Auszug ::
== == ==

Nach einjähriger Tätigkeit soll der Arbeitskreis "Politischer Islamismus", der von der Großen Koalition eingerichtet wurde, seine Arbeit einstellen. Auf Anfrage der dpa teilte eine Sprecherin des Bundesinnenministeriums mit, dass "die wissenschaftliche Perspektive hinreichend eingegrenzt sei" und man nun mit einem "regelmäßig stattfindenden Fachtag" fortfahren werde.

Warum man dafür den gesamten Arbeitskreis auflöst, wird nicht erläutert und lässt weitreichende Fragen offen, da die beteiligten Wissenschaftler*innen explizit darauf hingewiesen hatten, dass "weitere Forschungsanstrengungen notwendig" seien, insbesondere mit Blick auf die "Erforschung des nicht gewaltbereiten Islamismus". Diese Form des Islamismus, auch legalistischer Islamismus genannt, verfolgt ebenso wie der gewaltbereite Islamismus das Ziel der Errichtung einer Gesellschaft auf Grundlage eines totalitären Islamverständnisses, verzichtet dabei aber auf physische Gewalt.

== == ==

Datensatz ::

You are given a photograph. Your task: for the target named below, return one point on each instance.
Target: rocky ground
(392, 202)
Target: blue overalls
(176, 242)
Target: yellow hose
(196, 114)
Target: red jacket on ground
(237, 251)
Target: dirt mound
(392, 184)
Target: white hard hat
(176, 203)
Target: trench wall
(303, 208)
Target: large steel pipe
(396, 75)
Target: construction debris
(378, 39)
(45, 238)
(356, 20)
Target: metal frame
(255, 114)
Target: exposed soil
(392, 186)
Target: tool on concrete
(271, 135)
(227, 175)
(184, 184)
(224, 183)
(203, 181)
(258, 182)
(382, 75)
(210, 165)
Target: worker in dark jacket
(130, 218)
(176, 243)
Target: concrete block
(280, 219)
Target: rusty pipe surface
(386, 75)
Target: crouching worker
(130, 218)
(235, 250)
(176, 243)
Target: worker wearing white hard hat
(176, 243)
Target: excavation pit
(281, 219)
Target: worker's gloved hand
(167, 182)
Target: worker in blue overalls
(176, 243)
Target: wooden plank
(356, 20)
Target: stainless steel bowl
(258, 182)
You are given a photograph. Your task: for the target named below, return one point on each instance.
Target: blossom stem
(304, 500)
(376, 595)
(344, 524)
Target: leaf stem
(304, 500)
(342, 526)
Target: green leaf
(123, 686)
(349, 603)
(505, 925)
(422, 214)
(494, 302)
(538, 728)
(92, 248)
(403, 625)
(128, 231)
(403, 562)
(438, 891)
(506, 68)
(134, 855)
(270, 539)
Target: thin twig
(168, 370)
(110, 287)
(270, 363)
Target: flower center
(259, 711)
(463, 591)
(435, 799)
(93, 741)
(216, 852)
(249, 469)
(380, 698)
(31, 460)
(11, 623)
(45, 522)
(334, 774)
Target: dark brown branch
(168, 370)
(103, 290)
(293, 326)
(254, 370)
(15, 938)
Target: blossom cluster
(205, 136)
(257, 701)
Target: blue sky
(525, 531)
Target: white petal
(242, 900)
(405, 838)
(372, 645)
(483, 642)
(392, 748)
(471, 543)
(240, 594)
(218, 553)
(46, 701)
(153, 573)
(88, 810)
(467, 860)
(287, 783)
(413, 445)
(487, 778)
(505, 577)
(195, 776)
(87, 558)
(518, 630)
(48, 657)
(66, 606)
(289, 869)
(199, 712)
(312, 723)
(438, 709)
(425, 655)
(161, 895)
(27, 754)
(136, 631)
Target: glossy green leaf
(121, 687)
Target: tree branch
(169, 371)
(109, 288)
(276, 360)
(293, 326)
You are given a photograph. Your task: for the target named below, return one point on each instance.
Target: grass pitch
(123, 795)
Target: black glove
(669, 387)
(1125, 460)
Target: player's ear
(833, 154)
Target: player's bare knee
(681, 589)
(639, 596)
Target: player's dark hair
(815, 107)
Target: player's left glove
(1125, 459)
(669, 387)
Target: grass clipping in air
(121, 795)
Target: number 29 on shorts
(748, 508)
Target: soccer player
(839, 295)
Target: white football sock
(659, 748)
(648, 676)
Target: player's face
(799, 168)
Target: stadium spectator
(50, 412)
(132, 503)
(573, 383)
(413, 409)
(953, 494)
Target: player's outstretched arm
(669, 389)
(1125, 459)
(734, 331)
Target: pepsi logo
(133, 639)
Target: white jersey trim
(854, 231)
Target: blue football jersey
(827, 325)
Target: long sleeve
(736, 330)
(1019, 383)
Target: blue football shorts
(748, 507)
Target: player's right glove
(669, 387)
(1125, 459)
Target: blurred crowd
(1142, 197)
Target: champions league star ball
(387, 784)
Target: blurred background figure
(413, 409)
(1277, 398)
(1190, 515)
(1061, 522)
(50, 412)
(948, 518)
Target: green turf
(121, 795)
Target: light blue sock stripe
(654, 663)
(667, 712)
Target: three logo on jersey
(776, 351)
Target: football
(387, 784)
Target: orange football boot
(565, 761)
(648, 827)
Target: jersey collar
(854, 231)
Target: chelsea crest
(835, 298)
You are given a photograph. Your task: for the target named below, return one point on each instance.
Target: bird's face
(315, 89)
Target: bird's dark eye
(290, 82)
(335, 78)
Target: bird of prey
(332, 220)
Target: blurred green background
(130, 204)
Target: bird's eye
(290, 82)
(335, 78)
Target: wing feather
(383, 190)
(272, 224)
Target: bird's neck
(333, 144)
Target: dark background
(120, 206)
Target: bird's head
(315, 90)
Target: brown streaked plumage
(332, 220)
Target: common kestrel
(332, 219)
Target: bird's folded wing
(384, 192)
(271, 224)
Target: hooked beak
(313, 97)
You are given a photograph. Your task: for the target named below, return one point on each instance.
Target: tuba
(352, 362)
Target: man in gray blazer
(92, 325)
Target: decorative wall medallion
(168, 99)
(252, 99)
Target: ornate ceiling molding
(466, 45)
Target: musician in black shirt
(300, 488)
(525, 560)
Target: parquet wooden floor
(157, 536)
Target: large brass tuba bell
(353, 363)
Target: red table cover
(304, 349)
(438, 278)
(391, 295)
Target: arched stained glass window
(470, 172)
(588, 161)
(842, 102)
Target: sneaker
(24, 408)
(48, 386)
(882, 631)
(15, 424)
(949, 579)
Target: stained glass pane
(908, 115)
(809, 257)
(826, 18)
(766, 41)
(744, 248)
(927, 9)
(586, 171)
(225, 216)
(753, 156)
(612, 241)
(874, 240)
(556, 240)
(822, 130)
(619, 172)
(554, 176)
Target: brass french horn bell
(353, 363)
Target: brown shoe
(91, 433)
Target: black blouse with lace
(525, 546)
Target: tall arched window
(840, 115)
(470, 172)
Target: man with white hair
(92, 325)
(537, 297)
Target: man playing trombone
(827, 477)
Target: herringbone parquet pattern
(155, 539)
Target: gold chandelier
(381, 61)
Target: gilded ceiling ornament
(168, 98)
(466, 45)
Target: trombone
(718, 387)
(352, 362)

== == ==

Arbeitsauftrag :: Schreibe aus dem Auszug den Abschnitt ab, der mit den Worten „Warum man dafür“ beginnt und mit „auf physische Gewalt.“ endet.

Ergebnis ::
Warum man dafür den gesamten Arbeitskreis auflöst, wird nicht erläutert und lässt weitreichende Fragen offen, da die beteiligten Wissenschaftler*innen explizit darauf hingewiesen hatten, dass "weitere Forschungsanstrengungen notwendig" seien, insbesondere mit Blick auf die "Erforschung des nicht gewaltbereiten Islamismus". Diese Form des Islamismus, auch legalistischer Islamismus genannt, verfolgt ebenso wie der gewaltbereite Islamismus das Ziel der Errichtung einer Gesellschaft auf Grundlage eines totalitären Islamverständnisses, verzichtet dabei aber auf physische Gewalt.